**Your objective:**
Copy out the records below, replacing every "Target" with "Label" and leaving all else as it is.

┌─ Input for this task

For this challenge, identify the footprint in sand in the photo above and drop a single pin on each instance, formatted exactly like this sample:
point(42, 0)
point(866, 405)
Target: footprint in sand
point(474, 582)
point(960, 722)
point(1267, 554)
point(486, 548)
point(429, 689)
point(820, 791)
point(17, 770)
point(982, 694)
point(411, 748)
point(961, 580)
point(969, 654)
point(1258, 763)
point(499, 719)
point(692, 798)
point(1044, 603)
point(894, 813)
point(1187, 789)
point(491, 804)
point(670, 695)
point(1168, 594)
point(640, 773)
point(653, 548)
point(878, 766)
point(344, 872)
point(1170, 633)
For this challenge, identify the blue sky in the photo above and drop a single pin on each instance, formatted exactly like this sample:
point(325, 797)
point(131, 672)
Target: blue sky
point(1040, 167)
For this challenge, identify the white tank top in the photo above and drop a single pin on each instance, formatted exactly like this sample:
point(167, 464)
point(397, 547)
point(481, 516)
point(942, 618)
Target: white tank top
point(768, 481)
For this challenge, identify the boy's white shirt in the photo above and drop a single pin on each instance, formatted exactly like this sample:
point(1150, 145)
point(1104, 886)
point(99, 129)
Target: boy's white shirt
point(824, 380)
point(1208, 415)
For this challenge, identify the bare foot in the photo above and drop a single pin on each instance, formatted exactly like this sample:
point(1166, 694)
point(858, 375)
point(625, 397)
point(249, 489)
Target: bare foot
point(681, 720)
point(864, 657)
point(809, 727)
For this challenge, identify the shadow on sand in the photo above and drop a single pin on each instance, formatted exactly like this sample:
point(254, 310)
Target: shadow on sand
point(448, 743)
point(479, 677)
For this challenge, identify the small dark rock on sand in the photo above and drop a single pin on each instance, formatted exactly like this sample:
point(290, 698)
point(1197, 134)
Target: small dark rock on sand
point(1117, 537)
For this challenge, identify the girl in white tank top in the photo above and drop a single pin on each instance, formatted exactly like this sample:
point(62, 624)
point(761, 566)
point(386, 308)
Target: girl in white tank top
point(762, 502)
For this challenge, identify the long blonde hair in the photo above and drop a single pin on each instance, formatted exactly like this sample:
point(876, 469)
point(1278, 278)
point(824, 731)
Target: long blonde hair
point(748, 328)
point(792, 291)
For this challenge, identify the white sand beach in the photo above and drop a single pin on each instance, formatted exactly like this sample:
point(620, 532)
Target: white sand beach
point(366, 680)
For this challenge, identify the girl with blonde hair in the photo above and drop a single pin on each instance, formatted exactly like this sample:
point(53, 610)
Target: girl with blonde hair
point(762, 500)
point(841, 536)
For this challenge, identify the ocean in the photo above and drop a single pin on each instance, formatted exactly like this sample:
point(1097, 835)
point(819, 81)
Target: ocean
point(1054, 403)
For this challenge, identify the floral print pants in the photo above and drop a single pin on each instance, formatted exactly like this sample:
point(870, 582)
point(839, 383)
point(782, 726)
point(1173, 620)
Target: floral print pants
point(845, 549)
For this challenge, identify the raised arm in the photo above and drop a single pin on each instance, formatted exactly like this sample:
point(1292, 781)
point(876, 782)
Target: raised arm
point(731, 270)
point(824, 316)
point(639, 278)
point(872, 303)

└─

**Exercise answer:**
For this challenge, identify the footprint in sand in the photo above and drop a single pin on each instance, formatted exactly like this sample:
point(42, 0)
point(866, 405)
Label: footprint in sand
point(474, 582)
point(960, 722)
point(1267, 554)
point(486, 548)
point(429, 689)
point(820, 791)
point(17, 770)
point(982, 694)
point(411, 748)
point(961, 580)
point(969, 654)
point(1258, 763)
point(499, 719)
point(692, 798)
point(1044, 603)
point(894, 813)
point(1187, 789)
point(491, 804)
point(670, 695)
point(1168, 594)
point(640, 773)
point(653, 548)
point(878, 766)
point(344, 872)
point(1170, 633)
For this challenge, identify the blue sky in the photo above and drop a single pin on each instance, formatted exactly like this sample:
point(325, 797)
point(131, 672)
Label: blue sky
point(1040, 167)
For this challenge, identify the white tank top in the photo above and drop a single pin on each instance, formatted exactly like this sample:
point(167, 464)
point(397, 547)
point(481, 516)
point(942, 618)
Label: white tank top
point(768, 481)
For this challenge, identify the boy's white shirt in the photo above and drop a single pin on each instance, formatted exactly like this sample:
point(1150, 145)
point(1104, 886)
point(99, 129)
Label: boy's white shirt
point(824, 380)
point(1208, 415)
For this challenge, identify the bare foot in the photo above and drop a single pin on each instance, formatted exactly like this sample:
point(1166, 694)
point(858, 375)
point(625, 397)
point(249, 489)
Label: bare foot
point(681, 720)
point(864, 657)
point(809, 727)
For this challenge, identify the shadow on sand in the photo above and drop a single pin on each instance, formatted exactly like this sample:
point(254, 310)
Label: shadow on sand
point(448, 743)
point(479, 677)
For this challenge, identify the small dark rock on sand in the photo above and drop a single pin on each instance, formatted exactly like this sample:
point(290, 698)
point(1197, 134)
Label: small dark rock on sand
point(1117, 537)
For this challenge, identify the girl in white tank top in the photo above and drop a single pin on each instance, formatted exactly like this sample:
point(62, 624)
point(761, 566)
point(386, 308)
Label: girl in white tank top
point(762, 502)
For this challenge, identify the long blonde hair in the photo above and drop a single pin on each instance, formatted exactly like this sample:
point(876, 469)
point(1278, 278)
point(824, 731)
Label: long blonde hair
point(748, 328)
point(792, 291)
For this challenge, identify the white sand beach in the photo above and drop a single pin on each instance, formatted exactly like this sample:
point(620, 532)
Label: white sand beach
point(366, 680)
For this challenge, identify the girl with blonde hair in the photo above and drop a single pin on each instance, formatted exactly like this sample:
point(53, 610)
Label: girl with blonde hair
point(762, 500)
point(841, 536)
For this challenge, identify the ocean in the photo above and drop a single pin on each instance, formatted exactly like this sample:
point(1097, 835)
point(819, 81)
Label: ocean
point(1054, 403)
For this challenge, identify the floral print pants in the photo above and drop a single pin on each instance, formatted exactly like this sample:
point(870, 582)
point(839, 383)
point(782, 726)
point(1173, 620)
Label: floral print pants
point(845, 549)
For this challenge, identify the raised arm in the photo above and drop a single pin on each instance, formatted exactly like this sample:
point(1292, 781)
point(876, 782)
Label: raised arm
point(731, 270)
point(824, 316)
point(639, 278)
point(872, 303)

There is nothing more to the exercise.